- **Assignment 1**:
In the passage on Nigerian voter registration, what does BVAS stand for?
- **Assignment 2**:
Turn the paragraph beginning "Other guidelines are that" in the passage on Nigerian voter registration into a short list that keeps its main facts.
- **Assignment 3**:
Carry the passage on Nigerian voter registration forward from its final sentence.

- **Given passage**:

Some salient details of the Regulations and Guidelines are: Voter verification will be done with BVAS, or Bimodal Voter accreditation System, another name for biometric verification; voters, returning officers and collation officers shall not use telephone or recording devices at the polling unit.
Other guidelines are that: Voting results will be transmitted electronically, a contentious issue, and, for health reasons in these days of COVID-19 pandemic, everyone at the polling unit will be expected to wear a face (nose) mask.
If you listen to those who say there will be no elections in 2023, and fail to register as a voter, you run the risk of holding the wrong end of the democratic stick while the naysayers go ahead to register and vote for the knaves who will further mess up the Nigerian system.
Ahead of the 1999 general election, many, who were disillusioned by the criminal annulment of the June 12, 1993 presidential election, believed to have been won by Bashorun MKO Abiola, by the regime of military President Ibrahim Babangida, vowed that they wouldn’t vote.
That became a tactical error on their part. Because, in the end, charlatan politicians showed up and got voted into high political offices, while many of those who fought against military rule became outsiders in Nigeria’s political scheme of things.
They have never gotten a chance to contribute their talent and good character to good governance in Nigeria. And there is no doubt, as you can see, that the people of Nigeria are generally the worst for the willful negligence by the good.
Following is a message from the Greek philosopher, Socrates, for those who refuse to register and vote: “One of the penalties for refusing to participate in politics is that you end up being ruled by your inferiors.”
Those so-called conscientious dissenters who swear that they will not collect the PVC because they think the 2023 general elections will be compromised anyway, should please go and register, and take their political and existential fate in their own hands.
This is because of the submission of logicians who posits that not to decide is to decide. If you do not vote, you allow those who do to choose your political leaders, because your vote, and the votes of other dissenters like you, will be lost.
The youths, under 30s, said to be at least 65 per cent of Nigeria’s population, many of whom were in the #EndSARS frontlines that reportedly lost many of its members at Lekki Tollgate in 2020, must do themselves the favour of registering for and collecting their PVCs.

- **Dataset excerpts**:

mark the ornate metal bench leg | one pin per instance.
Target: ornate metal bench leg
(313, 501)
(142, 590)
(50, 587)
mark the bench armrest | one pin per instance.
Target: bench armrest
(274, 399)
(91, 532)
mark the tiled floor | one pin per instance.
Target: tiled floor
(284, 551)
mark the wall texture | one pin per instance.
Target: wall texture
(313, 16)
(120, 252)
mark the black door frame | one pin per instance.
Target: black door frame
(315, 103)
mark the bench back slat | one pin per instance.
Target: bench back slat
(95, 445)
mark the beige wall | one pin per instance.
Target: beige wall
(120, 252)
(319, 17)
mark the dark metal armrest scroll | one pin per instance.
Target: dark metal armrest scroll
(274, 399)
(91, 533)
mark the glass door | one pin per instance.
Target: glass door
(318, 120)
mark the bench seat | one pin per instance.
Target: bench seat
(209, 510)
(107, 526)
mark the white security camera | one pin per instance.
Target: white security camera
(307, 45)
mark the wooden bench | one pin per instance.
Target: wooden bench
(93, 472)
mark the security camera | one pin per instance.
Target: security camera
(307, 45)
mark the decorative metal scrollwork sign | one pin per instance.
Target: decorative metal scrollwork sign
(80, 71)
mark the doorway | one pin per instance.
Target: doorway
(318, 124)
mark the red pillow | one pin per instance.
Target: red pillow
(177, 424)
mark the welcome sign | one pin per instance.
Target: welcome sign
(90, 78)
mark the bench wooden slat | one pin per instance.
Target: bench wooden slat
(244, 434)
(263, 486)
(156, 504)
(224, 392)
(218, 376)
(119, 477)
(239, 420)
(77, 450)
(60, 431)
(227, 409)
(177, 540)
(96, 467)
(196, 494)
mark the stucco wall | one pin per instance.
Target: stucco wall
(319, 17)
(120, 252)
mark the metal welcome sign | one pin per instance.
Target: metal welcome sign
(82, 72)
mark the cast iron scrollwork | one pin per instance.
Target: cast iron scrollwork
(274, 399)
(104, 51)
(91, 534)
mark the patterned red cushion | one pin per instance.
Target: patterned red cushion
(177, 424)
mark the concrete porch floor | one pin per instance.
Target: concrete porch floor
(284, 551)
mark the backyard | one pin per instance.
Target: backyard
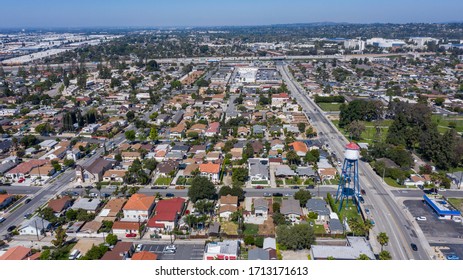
(163, 181)
(457, 203)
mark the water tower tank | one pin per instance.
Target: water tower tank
(352, 151)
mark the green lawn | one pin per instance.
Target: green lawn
(259, 182)
(329, 106)
(349, 211)
(444, 123)
(251, 229)
(370, 130)
(163, 181)
(457, 203)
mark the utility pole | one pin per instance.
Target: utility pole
(36, 230)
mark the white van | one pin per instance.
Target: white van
(74, 254)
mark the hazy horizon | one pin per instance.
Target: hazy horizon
(207, 13)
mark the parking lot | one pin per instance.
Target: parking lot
(433, 227)
(453, 249)
(183, 252)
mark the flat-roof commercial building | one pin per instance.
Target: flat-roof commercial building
(442, 208)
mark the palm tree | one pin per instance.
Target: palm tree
(367, 226)
(385, 255)
(363, 257)
(98, 187)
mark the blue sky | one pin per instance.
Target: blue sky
(123, 13)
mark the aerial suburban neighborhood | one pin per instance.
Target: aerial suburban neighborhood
(307, 143)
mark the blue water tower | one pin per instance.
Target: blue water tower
(349, 187)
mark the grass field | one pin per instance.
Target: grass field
(370, 130)
(457, 202)
(349, 211)
(329, 106)
(163, 181)
(444, 123)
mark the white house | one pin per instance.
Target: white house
(34, 226)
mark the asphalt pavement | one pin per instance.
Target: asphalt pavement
(387, 214)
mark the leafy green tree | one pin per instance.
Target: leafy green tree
(48, 214)
(96, 252)
(301, 127)
(303, 196)
(201, 188)
(153, 134)
(276, 207)
(111, 239)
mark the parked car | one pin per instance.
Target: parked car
(453, 257)
(171, 247)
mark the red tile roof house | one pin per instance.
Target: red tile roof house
(5, 200)
(213, 129)
(168, 213)
(138, 207)
(279, 100)
(17, 253)
(122, 229)
(121, 251)
(60, 204)
(211, 171)
(23, 169)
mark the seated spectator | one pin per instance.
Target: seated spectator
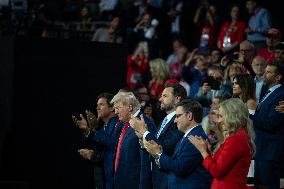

- **Expected answer 1**:
Bimodal Voter accreditation System

- **Expected answer 2**:
- Voting results will be transmitted electronically, which is a contentious issue.
- Because of the COVID-19 pandemic, everyone at the polling unit will be expected to wear a face (nose) mask for health reasons.

- **Expected answer 3**:
Anything short of collecting their PVC is more than a class suicide, a generational suicide. The effect of which is as if they never existed. The Yoruba say when you are not present at the conference table, you cannot contribute to the discussion.
INEC has announced the 2023 General Election Timetable, which kicked off on February 28, 2022. Accordingly, political parties have concluded the state congresses and national conventions to pick their candidates for legislative and executive branch offices.
The next step is the submission of nomination forms by political parties to INEC, publication of final list of candidates by INEC, completion of vettings of party electoral officials before electioneering campaigns commence from September 28, 2022.
It is expected that the elections will start on February 25, 2023 ahead of the swearing-in of the president and state governors on May 29, 2023, after which the president and the governors will inaugurate the legislative houses hopefully by early June 2023.
So the coast is clear for Nigerians to exercise their rights as guaranteed by the principle of universal adult suffrage that is supported by the United Nations Charter on Fundamental Human Rights and Nigeria’s Constitution.
This right promotes democracy that American President Abraham Lincoln defines as the government of the people, by the people and for the people. Its greatest hallmark is representation enabled by regular voting by constituents.
Those of you who do not like PDP, APC, or even LP and Social Democratic Party, now is the time and opportunity to register your preference for any of the other political parties.